Natural language region descriptions:
§ §
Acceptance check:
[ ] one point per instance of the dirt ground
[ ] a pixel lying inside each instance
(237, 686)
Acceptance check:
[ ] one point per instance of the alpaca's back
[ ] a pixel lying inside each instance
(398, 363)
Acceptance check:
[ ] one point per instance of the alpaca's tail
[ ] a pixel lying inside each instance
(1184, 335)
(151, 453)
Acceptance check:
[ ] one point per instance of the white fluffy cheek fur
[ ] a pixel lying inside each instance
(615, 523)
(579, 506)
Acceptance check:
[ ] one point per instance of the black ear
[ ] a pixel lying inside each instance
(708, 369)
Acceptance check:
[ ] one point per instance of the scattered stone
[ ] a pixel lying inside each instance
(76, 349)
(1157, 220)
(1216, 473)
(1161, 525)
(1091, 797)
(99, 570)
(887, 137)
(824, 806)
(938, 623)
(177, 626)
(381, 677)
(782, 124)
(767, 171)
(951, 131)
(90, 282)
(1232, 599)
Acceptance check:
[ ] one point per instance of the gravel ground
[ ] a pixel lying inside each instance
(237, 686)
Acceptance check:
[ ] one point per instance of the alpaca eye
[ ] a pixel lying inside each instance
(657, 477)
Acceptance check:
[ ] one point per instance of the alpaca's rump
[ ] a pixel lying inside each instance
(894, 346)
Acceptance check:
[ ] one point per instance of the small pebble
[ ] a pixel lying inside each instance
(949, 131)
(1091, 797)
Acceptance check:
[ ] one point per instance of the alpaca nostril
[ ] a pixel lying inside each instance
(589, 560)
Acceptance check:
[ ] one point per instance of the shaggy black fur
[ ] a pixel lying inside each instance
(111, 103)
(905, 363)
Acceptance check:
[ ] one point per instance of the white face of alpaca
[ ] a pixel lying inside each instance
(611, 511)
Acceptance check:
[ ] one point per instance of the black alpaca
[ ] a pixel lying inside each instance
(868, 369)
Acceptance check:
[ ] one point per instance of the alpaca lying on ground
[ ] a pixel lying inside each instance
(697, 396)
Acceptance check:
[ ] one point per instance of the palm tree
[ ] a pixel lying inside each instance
§ §
The expected answer is a copy of each line above containing "white".

Result:
[ ] one point per instance of the white fluffy cheek fur
[ ] one point per instance of the white face of alpaca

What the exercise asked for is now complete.